*TASK REQUIREMENTS*.
In your answer, give each entry again exactly as it appears.
#### GIVEN ENTRIES
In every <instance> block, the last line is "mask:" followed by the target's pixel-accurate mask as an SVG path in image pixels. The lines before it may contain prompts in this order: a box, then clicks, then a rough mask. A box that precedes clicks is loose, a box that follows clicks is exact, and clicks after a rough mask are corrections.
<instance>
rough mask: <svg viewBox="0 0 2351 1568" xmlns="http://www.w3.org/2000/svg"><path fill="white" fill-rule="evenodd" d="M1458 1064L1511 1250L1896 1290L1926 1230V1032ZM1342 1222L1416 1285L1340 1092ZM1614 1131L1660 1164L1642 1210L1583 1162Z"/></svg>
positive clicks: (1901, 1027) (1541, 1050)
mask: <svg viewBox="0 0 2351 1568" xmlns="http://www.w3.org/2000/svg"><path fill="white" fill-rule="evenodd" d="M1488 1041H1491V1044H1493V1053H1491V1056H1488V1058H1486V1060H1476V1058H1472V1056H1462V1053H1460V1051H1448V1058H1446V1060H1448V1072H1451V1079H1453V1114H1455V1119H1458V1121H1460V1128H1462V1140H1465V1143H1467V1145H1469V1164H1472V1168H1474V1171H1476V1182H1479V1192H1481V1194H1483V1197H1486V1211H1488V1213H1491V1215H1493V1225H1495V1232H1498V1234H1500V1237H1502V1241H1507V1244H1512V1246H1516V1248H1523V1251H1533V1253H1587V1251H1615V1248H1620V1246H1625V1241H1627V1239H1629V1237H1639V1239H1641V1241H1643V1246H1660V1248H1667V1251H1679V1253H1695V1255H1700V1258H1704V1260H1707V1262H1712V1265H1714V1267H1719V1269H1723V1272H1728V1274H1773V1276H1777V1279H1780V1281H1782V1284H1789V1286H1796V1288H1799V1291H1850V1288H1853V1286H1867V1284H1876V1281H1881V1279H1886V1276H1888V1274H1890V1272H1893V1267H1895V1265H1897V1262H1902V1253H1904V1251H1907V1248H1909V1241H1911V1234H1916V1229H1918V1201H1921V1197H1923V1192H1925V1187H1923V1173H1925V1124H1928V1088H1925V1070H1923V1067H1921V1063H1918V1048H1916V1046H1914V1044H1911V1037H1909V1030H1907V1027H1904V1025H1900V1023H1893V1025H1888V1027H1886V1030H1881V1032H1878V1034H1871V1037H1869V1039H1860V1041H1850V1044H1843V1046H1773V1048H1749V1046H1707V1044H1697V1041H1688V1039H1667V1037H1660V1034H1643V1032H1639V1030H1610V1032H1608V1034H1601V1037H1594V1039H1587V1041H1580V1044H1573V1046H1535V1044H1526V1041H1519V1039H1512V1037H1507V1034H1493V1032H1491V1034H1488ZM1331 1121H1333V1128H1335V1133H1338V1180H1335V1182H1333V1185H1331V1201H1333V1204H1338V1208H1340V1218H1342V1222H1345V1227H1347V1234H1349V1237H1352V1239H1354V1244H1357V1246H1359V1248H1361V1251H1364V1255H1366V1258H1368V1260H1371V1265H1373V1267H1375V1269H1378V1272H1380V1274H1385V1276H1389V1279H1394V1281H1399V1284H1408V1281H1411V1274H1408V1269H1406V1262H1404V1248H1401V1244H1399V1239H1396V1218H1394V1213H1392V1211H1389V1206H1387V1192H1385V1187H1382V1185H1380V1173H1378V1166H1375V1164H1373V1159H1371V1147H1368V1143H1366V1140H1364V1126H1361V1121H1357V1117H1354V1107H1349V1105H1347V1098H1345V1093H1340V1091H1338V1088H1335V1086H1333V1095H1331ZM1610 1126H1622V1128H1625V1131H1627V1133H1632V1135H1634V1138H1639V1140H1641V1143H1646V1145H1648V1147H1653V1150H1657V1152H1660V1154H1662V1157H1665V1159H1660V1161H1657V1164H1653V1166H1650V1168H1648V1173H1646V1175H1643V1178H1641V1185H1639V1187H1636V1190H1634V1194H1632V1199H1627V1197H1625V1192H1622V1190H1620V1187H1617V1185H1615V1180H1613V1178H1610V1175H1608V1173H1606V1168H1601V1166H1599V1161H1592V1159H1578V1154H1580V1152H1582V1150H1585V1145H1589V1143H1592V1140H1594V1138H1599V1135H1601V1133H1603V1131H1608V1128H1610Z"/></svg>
########
*RESULT OF THIS EXERCISE*.
In every <instance> block, the last line is "mask:" followed by the target's pixel-accurate mask as an SVG path in image pixels. The lines before it may contain prompts in this order: a box, then clicks, then a rough mask. A box that precedes clicks is loose, a box that follows clicks is exact, and clicks after a rough mask are corrections.
<instance>
rough mask: <svg viewBox="0 0 2351 1568" xmlns="http://www.w3.org/2000/svg"><path fill="white" fill-rule="evenodd" d="M1458 1064L1511 1250L1896 1290L1926 1230V1032ZM1342 1222L1416 1285L1340 1092ZM1614 1131L1660 1164L1642 1210L1583 1162Z"/></svg>
positive clicks: (1901, 1027) (1541, 1050)
mask: <svg viewBox="0 0 2351 1568" xmlns="http://www.w3.org/2000/svg"><path fill="white" fill-rule="evenodd" d="M1488 1041H1491V1044H1493V1053H1491V1056H1488V1058H1486V1060H1476V1058H1472V1056H1462V1053H1460V1051H1448V1058H1446V1060H1448V1072H1451V1079H1453V1114H1455V1119H1458V1121H1460V1128H1462V1140H1465V1143H1467V1145H1469V1164H1472V1168H1474V1171H1476V1182H1479V1192H1481V1194H1483V1197H1486V1211H1488V1213H1491V1215H1493V1225H1495V1232H1498V1234H1500V1237H1502V1241H1507V1244H1512V1246H1516V1248H1523V1251H1533V1253H1587V1251H1615V1248H1620V1246H1625V1241H1627V1239H1629V1237H1639V1239H1641V1241H1643V1246H1660V1248H1667V1251H1679V1253H1695V1255H1700V1258H1704V1260H1707V1262H1712V1265H1714V1267H1719V1269H1723V1272H1728V1274H1773V1276H1777V1279H1780V1281H1782V1284H1789V1286H1796V1288H1799V1291H1850V1288H1853V1286H1867V1284H1876V1281H1881V1279H1886V1276H1888V1274H1890V1272H1893V1267H1895V1265H1897V1262H1902V1253H1904V1251H1907V1248H1909V1241H1911V1234H1916V1229H1918V1201H1921V1197H1923V1192H1925V1187H1923V1173H1925V1124H1928V1088H1925V1070H1923V1067H1921V1063H1918V1048H1916V1046H1914V1044H1911V1037H1909V1030H1907V1027H1904V1025H1900V1023H1893V1025H1888V1027H1886V1030H1881V1032H1878V1034H1871V1037H1869V1039H1860V1041H1850V1044H1843V1046H1773V1048H1749V1046H1707V1044H1697V1041H1688V1039H1667V1037H1660V1034H1643V1032H1639V1030H1610V1032H1608V1034H1601V1037H1594V1039H1587V1041H1580V1044H1573V1046H1535V1044H1526V1041H1519V1039H1512V1037H1507V1034H1493V1032H1491V1034H1488ZM1331 1121H1333V1128H1335V1133H1338V1180H1335V1182H1333V1185H1331V1201H1333V1204H1338V1208H1340V1218H1342V1222H1345V1227H1347V1234H1349V1237H1352V1239H1354V1244H1357V1246H1359V1248H1361V1251H1364V1255H1366V1258H1368V1260H1371V1265H1373V1267H1375V1269H1378V1272H1380V1274H1385V1276H1389V1279H1394V1281H1399V1284H1408V1281H1411V1274H1408V1269H1406V1262H1404V1248H1401V1244H1399V1239H1396V1218H1394V1213H1392V1211H1389V1206H1387V1192H1385V1187H1382V1185H1380V1173H1378V1166H1375V1164H1373V1159H1371V1147H1368V1143H1366V1140H1364V1126H1361V1121H1357V1117H1354V1107H1349V1105H1347V1098H1345V1093H1340V1091H1338V1088H1335V1086H1333V1095H1331ZM1610 1126H1622V1128H1625V1131H1627V1133H1632V1135H1634V1138H1639V1140H1641V1143H1646V1145H1648V1147H1653V1150H1657V1152H1660V1154H1662V1157H1665V1159H1660V1161H1657V1164H1653V1166H1650V1168H1648V1173H1646V1175H1643V1178H1641V1185H1639V1187H1636V1190H1634V1194H1632V1199H1627V1197H1625V1192H1622V1190H1620V1187H1617V1185H1615V1180H1613V1178H1610V1175H1608V1173H1606V1168H1601V1166H1599V1161H1592V1159H1578V1154H1580V1152H1582V1150H1585V1145H1589V1143H1592V1140H1594V1138H1599V1135H1601V1133H1603V1131H1608V1128H1610Z"/></svg>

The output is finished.